Work to complete =>
Return every line of the material below unchanged, leaving out the pictures.

Exercise inputs =>

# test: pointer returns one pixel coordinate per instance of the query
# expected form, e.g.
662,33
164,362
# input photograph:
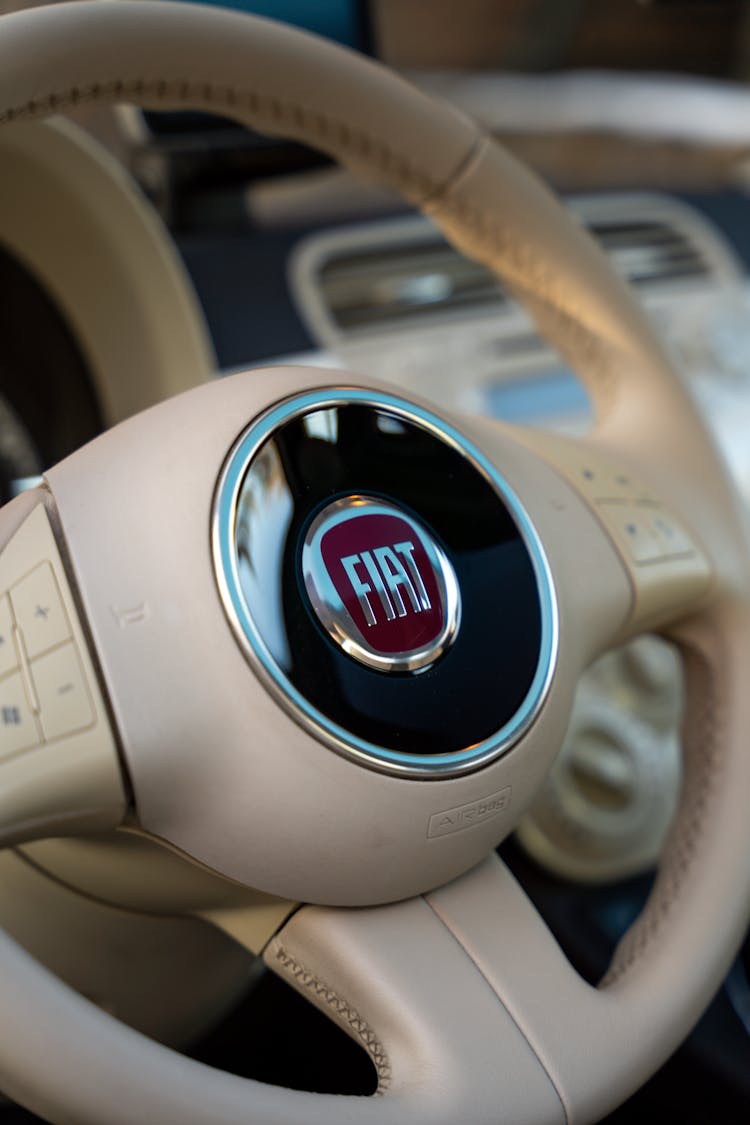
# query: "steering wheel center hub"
385,582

Output below =>
# test: pointer returns one pixel coordinate per instance of the query
# expected form, e.g.
662,33
164,362
# input photograph:
# query: "steering wheel center hub"
385,582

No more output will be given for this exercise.